== Provided data ==
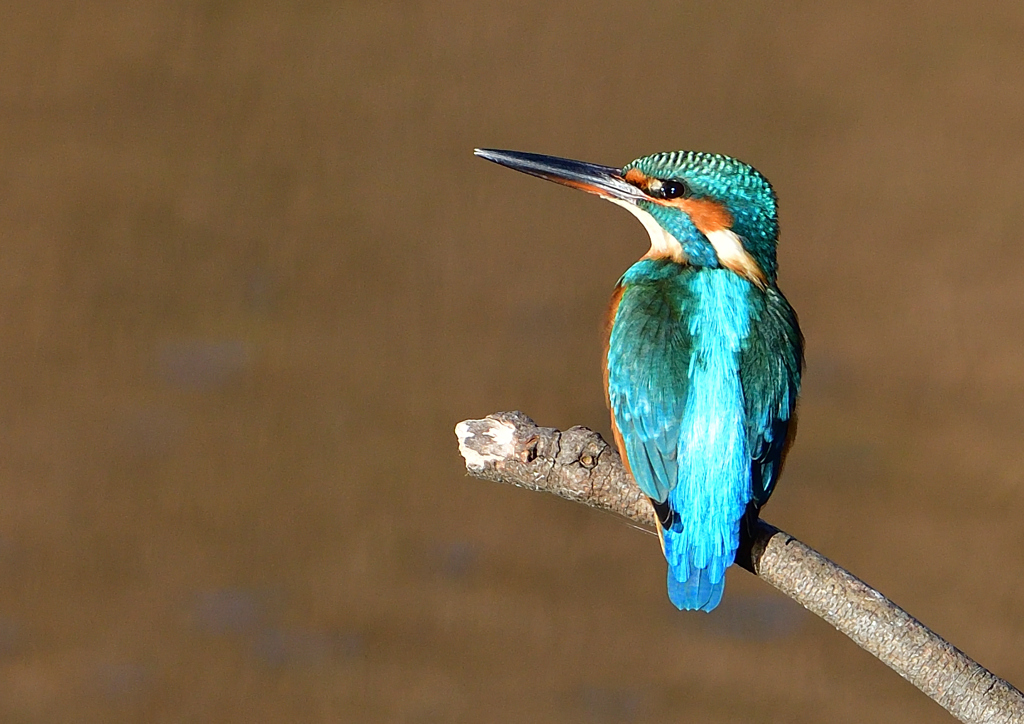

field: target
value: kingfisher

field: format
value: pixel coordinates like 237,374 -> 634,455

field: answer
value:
474,148 -> 804,611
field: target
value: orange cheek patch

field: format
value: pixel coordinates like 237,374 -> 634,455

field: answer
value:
675,199 -> 732,233
624,168 -> 649,188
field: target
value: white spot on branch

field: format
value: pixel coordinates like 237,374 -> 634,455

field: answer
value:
455,418 -> 515,471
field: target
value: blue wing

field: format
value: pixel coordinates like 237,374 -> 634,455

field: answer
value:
739,288 -> 804,506
607,262 -> 770,610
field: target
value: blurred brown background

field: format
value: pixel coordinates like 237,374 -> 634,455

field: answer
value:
0,0 -> 1024,723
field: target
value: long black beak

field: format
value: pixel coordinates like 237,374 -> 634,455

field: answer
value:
473,148 -> 646,204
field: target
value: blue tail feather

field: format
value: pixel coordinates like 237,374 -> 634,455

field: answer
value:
669,568 -> 725,611
663,520 -> 738,611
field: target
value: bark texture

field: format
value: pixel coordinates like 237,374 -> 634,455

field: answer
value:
456,412 -> 1024,724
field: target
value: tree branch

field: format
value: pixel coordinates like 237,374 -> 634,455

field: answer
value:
456,412 -> 1024,724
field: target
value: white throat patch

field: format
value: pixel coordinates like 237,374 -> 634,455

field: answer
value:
602,197 -> 684,264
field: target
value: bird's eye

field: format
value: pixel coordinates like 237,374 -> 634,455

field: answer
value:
657,180 -> 690,199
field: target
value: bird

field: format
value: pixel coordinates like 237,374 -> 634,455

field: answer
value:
474,148 -> 804,611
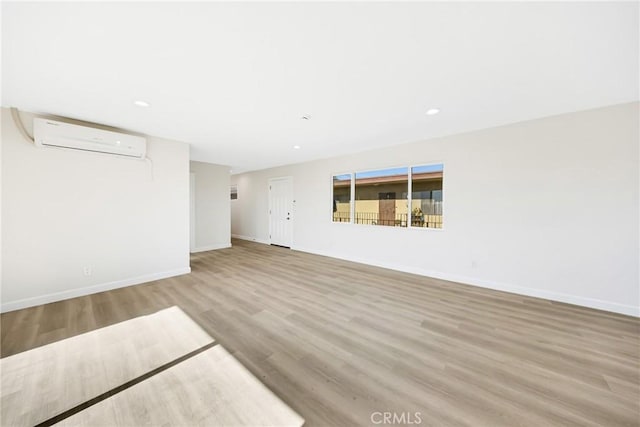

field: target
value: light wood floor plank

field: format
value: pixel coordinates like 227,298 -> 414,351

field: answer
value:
1,241 -> 640,426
===
Brief: Turn the stretch from the start of the rows through the line containing "624,168 -> 649,188" into a numbered list, leaving out any blank lines. Do not include the pictures in your answer.

Exercise answer:
1. field: target
2. value: kingfisher
3. field: format
4. value: pixel coordinates like 237,374 -> 634,455
5. field: answer
6. value:
7. 474,148 -> 804,611
8. field: target
9. value: orange cheek patch
10. field: format
11. value: pixel coordinates like 237,374 -> 634,455
12. field: answer
13. value:
14. 675,199 -> 732,233
15. 624,168 -> 649,188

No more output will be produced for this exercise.